Collected data
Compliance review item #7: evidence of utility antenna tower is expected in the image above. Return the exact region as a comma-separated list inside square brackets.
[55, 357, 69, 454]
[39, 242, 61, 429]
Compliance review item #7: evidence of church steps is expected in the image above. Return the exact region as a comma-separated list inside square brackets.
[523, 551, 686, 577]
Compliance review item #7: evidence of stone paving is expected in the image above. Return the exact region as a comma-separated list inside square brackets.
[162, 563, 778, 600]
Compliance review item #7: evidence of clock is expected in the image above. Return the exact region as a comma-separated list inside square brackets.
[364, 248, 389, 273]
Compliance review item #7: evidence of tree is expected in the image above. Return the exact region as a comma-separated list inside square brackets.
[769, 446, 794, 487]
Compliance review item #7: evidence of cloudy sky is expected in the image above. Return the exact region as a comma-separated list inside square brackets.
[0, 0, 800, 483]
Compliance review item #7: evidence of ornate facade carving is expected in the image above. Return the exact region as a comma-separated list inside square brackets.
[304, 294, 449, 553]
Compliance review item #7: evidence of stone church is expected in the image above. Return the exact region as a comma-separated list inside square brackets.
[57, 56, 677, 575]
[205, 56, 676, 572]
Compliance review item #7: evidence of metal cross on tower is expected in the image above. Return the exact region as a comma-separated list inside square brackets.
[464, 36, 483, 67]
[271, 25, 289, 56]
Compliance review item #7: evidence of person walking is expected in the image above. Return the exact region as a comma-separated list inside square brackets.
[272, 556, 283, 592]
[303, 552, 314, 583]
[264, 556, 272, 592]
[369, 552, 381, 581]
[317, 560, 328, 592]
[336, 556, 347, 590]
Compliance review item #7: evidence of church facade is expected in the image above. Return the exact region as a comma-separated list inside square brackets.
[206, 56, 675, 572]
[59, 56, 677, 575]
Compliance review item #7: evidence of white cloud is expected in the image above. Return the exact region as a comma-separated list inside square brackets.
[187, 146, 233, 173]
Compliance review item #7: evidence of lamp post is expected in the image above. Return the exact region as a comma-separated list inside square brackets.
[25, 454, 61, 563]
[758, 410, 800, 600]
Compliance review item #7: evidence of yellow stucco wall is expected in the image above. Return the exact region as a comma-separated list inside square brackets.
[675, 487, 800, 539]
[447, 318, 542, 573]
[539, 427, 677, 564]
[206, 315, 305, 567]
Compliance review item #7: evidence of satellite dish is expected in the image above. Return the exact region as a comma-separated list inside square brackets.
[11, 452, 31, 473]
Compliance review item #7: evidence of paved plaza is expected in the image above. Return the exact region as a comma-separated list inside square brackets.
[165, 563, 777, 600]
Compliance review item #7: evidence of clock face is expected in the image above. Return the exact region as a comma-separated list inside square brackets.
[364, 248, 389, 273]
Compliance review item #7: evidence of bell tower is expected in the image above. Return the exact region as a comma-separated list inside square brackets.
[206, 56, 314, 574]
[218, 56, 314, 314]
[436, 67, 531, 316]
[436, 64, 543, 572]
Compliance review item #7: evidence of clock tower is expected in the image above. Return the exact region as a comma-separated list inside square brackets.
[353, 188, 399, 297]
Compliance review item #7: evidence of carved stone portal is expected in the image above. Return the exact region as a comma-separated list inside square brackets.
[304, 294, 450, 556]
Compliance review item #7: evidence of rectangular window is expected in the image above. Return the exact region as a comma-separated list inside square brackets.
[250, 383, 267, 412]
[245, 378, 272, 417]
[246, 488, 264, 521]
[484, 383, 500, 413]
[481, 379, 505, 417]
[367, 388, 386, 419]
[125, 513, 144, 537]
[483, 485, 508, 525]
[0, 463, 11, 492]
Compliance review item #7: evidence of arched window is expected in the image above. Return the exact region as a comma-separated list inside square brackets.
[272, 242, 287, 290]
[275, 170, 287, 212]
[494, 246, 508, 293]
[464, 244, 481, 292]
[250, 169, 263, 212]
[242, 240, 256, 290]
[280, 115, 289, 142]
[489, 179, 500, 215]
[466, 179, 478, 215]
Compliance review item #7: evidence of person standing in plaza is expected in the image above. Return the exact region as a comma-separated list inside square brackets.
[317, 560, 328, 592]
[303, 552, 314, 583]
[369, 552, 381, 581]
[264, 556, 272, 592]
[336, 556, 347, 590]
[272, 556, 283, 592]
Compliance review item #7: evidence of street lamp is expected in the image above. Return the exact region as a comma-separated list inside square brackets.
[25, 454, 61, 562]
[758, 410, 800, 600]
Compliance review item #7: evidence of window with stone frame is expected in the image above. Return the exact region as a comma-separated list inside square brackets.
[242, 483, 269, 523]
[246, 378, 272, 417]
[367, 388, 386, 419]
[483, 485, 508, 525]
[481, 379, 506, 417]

--

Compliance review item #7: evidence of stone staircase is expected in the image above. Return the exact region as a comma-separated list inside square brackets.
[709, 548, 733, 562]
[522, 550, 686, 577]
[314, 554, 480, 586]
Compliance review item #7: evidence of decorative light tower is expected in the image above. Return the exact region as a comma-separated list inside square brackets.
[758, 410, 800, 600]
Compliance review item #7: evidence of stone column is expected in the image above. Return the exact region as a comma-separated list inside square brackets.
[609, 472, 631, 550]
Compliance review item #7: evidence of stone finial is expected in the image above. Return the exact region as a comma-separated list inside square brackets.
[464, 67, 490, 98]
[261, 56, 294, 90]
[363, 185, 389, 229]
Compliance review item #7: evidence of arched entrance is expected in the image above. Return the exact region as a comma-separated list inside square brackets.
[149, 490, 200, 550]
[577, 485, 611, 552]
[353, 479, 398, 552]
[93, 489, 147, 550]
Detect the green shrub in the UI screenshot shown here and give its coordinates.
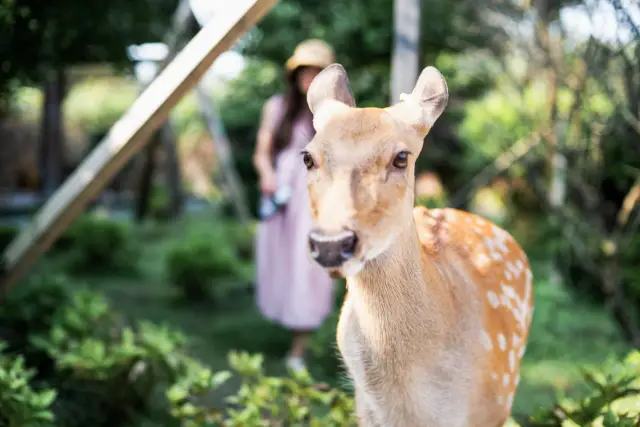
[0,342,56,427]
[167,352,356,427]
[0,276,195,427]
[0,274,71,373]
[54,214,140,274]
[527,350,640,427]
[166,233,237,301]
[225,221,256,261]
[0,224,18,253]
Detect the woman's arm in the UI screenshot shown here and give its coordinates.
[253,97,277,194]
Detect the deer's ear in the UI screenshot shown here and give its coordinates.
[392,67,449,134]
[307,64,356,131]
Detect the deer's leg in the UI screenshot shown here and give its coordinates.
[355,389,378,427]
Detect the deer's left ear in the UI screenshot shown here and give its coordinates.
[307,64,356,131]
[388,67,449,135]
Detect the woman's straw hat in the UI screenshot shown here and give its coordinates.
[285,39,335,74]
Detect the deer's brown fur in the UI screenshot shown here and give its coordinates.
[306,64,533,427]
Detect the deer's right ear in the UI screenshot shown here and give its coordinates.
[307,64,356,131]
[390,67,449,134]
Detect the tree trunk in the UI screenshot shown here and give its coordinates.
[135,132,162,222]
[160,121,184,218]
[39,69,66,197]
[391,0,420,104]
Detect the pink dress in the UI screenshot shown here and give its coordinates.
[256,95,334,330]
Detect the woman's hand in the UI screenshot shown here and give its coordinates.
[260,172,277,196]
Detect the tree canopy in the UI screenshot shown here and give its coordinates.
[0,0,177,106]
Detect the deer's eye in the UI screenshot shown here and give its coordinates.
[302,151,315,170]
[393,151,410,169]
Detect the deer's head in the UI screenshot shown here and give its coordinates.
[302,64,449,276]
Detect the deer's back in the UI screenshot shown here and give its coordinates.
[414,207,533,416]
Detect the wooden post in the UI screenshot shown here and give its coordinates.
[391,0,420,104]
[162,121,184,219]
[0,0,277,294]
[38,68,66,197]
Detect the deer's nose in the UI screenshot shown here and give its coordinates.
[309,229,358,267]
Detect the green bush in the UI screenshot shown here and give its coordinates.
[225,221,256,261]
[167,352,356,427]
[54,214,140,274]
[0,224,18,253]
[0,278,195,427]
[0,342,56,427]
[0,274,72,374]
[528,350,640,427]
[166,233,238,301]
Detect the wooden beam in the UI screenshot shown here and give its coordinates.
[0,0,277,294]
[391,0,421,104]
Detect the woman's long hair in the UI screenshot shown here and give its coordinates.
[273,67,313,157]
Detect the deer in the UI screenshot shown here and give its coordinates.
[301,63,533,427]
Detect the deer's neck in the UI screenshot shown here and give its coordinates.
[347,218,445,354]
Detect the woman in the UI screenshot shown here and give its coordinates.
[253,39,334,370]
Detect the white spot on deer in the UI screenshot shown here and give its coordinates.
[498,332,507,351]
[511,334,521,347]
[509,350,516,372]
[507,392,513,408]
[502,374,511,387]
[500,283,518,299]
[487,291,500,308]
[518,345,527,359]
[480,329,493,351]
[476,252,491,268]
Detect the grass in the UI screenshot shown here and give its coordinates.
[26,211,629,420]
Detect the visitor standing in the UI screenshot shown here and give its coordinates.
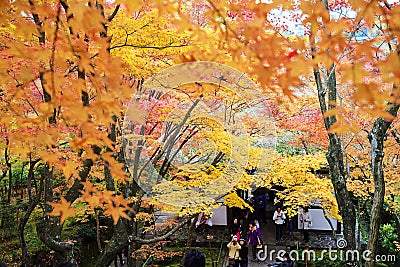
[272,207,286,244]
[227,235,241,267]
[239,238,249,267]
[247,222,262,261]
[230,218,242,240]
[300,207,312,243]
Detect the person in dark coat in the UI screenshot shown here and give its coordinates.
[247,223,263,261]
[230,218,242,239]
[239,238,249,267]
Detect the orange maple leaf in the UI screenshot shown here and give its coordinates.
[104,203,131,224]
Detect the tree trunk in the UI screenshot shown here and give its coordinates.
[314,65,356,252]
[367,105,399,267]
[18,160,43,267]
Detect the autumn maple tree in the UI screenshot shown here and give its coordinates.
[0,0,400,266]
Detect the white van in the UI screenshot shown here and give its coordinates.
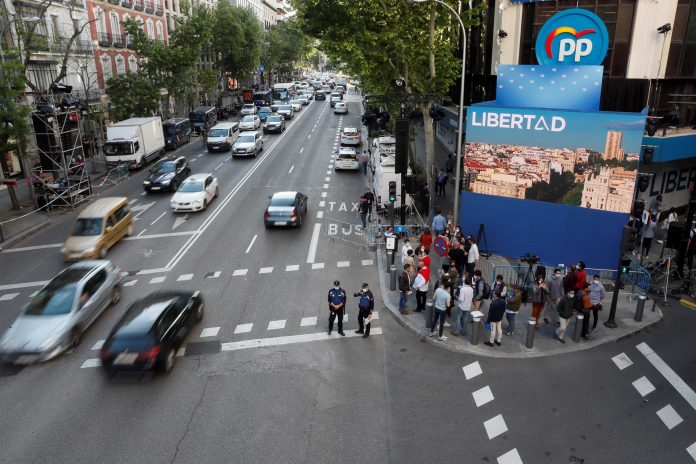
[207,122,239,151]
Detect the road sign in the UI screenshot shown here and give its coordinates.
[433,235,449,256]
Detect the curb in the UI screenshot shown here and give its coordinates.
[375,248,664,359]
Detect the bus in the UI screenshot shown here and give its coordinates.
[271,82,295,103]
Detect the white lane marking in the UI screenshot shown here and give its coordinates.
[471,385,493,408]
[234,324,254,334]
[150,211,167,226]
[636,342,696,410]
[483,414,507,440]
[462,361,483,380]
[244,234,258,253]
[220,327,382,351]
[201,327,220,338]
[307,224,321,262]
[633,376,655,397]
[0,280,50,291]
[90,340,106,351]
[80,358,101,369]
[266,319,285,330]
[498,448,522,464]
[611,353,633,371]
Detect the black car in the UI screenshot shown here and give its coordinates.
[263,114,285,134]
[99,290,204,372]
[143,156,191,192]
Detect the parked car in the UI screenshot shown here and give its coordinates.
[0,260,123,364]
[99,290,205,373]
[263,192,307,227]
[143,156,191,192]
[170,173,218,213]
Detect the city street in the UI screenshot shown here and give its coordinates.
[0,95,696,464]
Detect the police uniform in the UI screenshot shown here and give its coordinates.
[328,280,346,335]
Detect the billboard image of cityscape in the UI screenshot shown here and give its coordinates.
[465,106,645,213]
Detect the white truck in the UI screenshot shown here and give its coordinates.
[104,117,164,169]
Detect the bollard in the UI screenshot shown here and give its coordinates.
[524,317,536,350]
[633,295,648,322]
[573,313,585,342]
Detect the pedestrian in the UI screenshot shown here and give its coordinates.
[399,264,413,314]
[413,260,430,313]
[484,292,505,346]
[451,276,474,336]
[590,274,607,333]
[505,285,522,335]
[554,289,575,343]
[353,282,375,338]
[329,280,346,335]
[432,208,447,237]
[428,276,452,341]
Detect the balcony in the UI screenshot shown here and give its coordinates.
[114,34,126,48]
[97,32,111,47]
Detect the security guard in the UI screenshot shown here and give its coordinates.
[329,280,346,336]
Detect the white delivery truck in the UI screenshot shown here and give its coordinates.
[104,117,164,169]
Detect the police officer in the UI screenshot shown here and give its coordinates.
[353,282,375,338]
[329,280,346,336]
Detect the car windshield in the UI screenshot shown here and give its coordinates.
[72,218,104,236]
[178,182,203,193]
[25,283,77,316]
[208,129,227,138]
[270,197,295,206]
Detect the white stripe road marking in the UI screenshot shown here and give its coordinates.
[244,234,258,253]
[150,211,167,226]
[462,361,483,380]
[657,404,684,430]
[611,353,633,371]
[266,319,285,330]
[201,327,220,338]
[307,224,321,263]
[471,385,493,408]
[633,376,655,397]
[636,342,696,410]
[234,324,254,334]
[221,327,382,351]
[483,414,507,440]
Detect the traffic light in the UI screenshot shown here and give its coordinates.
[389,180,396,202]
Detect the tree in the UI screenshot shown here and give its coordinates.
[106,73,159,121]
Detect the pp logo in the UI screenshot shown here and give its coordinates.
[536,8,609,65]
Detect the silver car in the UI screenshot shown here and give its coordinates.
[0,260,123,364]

### What you will do
Reproduce the data from the line with "Compliance review item #7: evidence of stone paving" to the line with "[187, 146, 233, 173]", including both of those lines.

### The answer
Compliance review item #7: evidence of stone paving is expected in the image above. Return the exact region as a comma-separated list inside square brackets.
[162, 563, 778, 600]
Compliance review item #7: evidence of clock is expected in the image above. Return the exact region as a comma-separated list inside square brackets.
[364, 248, 389, 273]
Compliance review item #7: evidence of tree is expected in the image above. Return the exact region as a comma-separated list inside square brackets.
[769, 446, 794, 487]
Compliance review item #7: evidence of cloudy sky is expected in the image above. Return the exact region as a comma-separated list inside square brackets.
[0, 0, 800, 483]
Compliance review item #7: evidence of ornate facade carving is expected in the image above. Return the exact region as a comma-separated list inside square brackets.
[304, 294, 449, 553]
Compliance review item #7: evidence of stone church is expected in the image above. Return the exact region as a comma-separated list inside square brackets.
[57, 56, 677, 575]
[205, 56, 676, 572]
Compliance review item #7: evidence of metal cross on tower is expected in the image above. Return the exact region as a comma-separated list inside square brackets.
[464, 36, 483, 67]
[271, 25, 289, 56]
Compliance review item #7: evidence of person walking is expected in the image above. Return the exact region as a comma-separated list inside square brackets.
[272, 556, 283, 592]
[303, 552, 314, 583]
[264, 556, 272, 592]
[369, 552, 381, 581]
[317, 560, 328, 592]
[336, 556, 347, 590]
Compliance review item #7: evidence of church facade is expected in the image above. Return the exact region as a comma-separated list inside square brackets.
[206, 56, 675, 572]
[59, 56, 677, 575]
Compliance review item #7: evidence of white cloud is expected in the image above. Return the exact region as a comma-separated list inside square brackets.
[187, 146, 233, 173]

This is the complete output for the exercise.